== Problem details ==
Copy the rows below verbatim, reproducing every line of each one without any change.

#### Raw records

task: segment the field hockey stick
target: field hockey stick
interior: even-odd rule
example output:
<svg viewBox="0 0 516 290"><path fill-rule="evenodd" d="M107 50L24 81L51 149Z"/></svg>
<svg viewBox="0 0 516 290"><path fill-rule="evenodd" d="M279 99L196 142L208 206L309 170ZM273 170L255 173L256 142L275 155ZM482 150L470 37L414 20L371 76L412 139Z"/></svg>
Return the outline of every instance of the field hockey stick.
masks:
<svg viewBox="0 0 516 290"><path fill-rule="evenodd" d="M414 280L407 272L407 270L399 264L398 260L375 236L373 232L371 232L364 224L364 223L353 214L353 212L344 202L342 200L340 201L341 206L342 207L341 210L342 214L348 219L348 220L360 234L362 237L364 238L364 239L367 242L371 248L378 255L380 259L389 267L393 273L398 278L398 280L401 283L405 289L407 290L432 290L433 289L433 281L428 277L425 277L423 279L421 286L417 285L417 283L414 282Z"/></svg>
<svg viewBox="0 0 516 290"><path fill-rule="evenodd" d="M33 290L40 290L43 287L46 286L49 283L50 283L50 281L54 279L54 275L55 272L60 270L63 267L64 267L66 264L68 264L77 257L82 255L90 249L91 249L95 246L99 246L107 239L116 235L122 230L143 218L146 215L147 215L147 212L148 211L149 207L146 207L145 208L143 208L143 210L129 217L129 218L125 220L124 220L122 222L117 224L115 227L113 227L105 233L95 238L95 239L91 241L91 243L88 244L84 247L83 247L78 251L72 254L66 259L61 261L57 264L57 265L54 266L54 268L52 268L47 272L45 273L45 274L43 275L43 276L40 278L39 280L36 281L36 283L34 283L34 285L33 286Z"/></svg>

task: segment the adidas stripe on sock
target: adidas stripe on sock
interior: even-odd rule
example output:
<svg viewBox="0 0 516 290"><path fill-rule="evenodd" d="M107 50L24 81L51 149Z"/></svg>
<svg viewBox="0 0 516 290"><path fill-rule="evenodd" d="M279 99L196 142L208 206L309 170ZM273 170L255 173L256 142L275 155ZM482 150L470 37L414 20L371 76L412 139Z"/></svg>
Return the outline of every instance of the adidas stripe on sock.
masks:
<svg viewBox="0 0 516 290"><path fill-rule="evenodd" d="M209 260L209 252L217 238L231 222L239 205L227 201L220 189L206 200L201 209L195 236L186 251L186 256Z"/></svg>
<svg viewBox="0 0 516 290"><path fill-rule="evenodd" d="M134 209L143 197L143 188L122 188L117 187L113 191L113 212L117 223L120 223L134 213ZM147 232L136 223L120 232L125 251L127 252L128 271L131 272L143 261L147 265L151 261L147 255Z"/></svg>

########

== Answer ==
task: segment the field hockey stick
target: field hockey stick
interior: even-odd rule
example output:
<svg viewBox="0 0 516 290"><path fill-rule="evenodd" d="M107 50L24 81L51 149Z"/></svg>
<svg viewBox="0 0 516 290"><path fill-rule="evenodd" d="M279 99L196 142L208 206L309 170ZM273 170L255 173L256 142L275 155ZM482 150L470 37L414 20L371 76L412 139Z"/></svg>
Return the outline of every instance of the field hockey stick.
masks:
<svg viewBox="0 0 516 290"><path fill-rule="evenodd" d="M414 280L407 272L407 270L399 264L398 260L375 236L373 232L371 232L364 224L364 223L353 214L353 212L344 202L342 200L340 201L341 206L342 207L341 210L342 214L348 219L348 220L360 234L362 237L364 238L364 239L367 242L371 248L378 255L380 259L389 267L393 273L398 278L398 280L401 283L405 289L407 290L432 290L433 289L433 281L428 277L425 277L423 279L421 286L417 285L417 283L414 282Z"/></svg>
<svg viewBox="0 0 516 290"><path fill-rule="evenodd" d="M33 290L40 290L43 287L46 286L49 283L50 283L50 281L54 279L54 275L55 272L60 270L63 267L64 267L66 264L68 264L77 257L82 255L90 249L91 249L95 246L99 246L107 239L116 235L122 230L143 218L146 215L147 215L147 212L148 211L149 207L146 207L145 208L143 208L143 210L129 217L129 218L125 220L124 220L122 222L117 224L115 227L113 227L105 233L95 238L95 239L91 241L91 243L88 244L84 247L83 247L78 251L72 254L66 259L61 261L57 264L57 265L54 266L54 268L52 268L47 272L45 273L45 274L43 275L43 276L40 278L39 280L36 281L36 283L34 283L34 285L33 286Z"/></svg>

task: segment the adidas stripe on sock
target: adidas stripe on sock
interior: even-odd rule
example output:
<svg viewBox="0 0 516 290"><path fill-rule="evenodd" d="M107 50L24 81L51 149Z"/></svg>
<svg viewBox="0 0 516 290"><path fill-rule="evenodd" d="M279 99L196 142L208 206L309 170ZM273 170L255 173L256 142L275 155ZM482 150L470 37L414 20L371 76L412 139Z"/></svg>
Return the outline of every instance of the adidas stripe on sock.
masks:
<svg viewBox="0 0 516 290"><path fill-rule="evenodd" d="M209 260L209 252L217 238L231 222L239 205L227 201L220 189L206 200L201 209L195 236L186 251L186 256Z"/></svg>
<svg viewBox="0 0 516 290"><path fill-rule="evenodd" d="M134 209L143 197L143 188L122 188L117 187L113 191L113 212L117 223L120 223L134 213ZM147 232L136 223L120 232L125 251L127 252L128 271L131 272L143 261L147 265L151 261L147 255Z"/></svg>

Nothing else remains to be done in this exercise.